» Data
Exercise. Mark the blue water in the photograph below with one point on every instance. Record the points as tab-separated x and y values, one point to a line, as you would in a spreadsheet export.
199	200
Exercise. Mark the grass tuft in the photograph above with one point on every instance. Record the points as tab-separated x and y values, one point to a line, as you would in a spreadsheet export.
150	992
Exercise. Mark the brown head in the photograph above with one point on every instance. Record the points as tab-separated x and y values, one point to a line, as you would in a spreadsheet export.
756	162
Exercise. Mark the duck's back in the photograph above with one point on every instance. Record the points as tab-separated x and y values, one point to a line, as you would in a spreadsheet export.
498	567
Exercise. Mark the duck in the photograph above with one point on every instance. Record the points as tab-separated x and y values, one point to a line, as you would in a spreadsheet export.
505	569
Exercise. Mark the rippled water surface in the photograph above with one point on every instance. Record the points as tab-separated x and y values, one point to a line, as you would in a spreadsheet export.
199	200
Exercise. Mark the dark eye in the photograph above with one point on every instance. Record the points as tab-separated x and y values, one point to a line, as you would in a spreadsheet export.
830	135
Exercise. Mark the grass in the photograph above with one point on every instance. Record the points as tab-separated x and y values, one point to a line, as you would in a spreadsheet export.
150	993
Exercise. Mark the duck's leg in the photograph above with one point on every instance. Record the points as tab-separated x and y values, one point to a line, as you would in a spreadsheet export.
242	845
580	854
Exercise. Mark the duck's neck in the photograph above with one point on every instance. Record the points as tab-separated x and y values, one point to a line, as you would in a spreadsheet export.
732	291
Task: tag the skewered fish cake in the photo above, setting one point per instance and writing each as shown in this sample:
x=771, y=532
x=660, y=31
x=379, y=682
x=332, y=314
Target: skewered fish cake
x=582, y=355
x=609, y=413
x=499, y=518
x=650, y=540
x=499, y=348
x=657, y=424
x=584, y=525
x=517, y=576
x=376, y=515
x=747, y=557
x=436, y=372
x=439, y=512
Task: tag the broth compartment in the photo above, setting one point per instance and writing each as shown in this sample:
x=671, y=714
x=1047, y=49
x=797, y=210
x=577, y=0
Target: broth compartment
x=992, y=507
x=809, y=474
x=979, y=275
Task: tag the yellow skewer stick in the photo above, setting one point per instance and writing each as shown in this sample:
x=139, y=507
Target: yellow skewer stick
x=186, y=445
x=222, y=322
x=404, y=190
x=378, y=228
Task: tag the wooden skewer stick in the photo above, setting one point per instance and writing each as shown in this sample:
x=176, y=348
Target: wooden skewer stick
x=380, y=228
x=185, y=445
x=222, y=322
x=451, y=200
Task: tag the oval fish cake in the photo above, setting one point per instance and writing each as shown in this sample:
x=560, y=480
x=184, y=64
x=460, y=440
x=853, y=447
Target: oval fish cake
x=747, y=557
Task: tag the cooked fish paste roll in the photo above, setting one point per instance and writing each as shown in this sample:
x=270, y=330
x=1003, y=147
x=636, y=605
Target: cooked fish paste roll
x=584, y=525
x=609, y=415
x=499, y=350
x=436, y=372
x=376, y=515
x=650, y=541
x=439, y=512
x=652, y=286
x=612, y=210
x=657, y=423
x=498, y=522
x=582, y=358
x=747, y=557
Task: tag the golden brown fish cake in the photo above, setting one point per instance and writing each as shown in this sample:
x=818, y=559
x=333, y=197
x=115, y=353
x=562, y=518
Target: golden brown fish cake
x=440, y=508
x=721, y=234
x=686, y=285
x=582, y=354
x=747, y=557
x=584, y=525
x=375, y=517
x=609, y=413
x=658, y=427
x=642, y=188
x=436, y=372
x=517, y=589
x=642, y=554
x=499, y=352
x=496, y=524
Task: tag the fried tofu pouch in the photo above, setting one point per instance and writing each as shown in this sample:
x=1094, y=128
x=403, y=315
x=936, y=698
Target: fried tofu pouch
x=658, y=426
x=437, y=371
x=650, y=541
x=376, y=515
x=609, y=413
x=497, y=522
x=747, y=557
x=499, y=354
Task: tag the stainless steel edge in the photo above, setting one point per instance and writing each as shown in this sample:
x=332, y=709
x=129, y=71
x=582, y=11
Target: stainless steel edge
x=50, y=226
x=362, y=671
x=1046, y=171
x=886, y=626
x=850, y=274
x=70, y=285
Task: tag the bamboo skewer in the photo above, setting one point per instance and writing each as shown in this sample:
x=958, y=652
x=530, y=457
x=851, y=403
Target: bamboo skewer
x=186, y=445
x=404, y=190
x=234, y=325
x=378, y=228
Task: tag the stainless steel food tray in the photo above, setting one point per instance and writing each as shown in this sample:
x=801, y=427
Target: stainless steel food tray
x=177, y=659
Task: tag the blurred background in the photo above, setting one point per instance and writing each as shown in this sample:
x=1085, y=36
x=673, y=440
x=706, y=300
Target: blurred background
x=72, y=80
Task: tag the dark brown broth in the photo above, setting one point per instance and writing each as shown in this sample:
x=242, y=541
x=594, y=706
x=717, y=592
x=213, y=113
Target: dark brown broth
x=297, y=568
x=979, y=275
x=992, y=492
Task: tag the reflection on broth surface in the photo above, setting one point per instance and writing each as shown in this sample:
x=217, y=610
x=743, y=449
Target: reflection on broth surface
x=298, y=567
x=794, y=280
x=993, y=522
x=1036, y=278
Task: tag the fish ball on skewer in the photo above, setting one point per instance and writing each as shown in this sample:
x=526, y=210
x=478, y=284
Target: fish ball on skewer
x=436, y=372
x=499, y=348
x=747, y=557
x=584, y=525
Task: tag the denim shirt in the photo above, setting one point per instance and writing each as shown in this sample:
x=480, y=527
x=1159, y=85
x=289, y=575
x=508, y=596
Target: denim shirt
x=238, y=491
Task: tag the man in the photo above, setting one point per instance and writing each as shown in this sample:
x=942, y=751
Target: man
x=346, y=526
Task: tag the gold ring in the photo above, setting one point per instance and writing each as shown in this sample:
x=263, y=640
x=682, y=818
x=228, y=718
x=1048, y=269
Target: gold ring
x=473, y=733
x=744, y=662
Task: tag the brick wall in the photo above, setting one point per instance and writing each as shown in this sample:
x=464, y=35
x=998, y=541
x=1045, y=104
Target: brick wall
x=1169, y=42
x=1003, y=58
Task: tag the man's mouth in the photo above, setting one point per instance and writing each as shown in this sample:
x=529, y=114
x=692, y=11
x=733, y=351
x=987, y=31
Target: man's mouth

» Directions
Copy word for word the stretch of entries above from the line that has "x=242, y=541" through the line that has "x=743, y=449", both ends included, and nothing outside it.

» Your response
x=242, y=541
x=594, y=706
x=717, y=592
x=213, y=113
Target: dark brown broth
x=297, y=568
x=979, y=275
x=992, y=492
Task: tag the reflection on broth surface in the photo above, setting one point per instance and writing each as shown in this sample:
x=217, y=610
x=743, y=449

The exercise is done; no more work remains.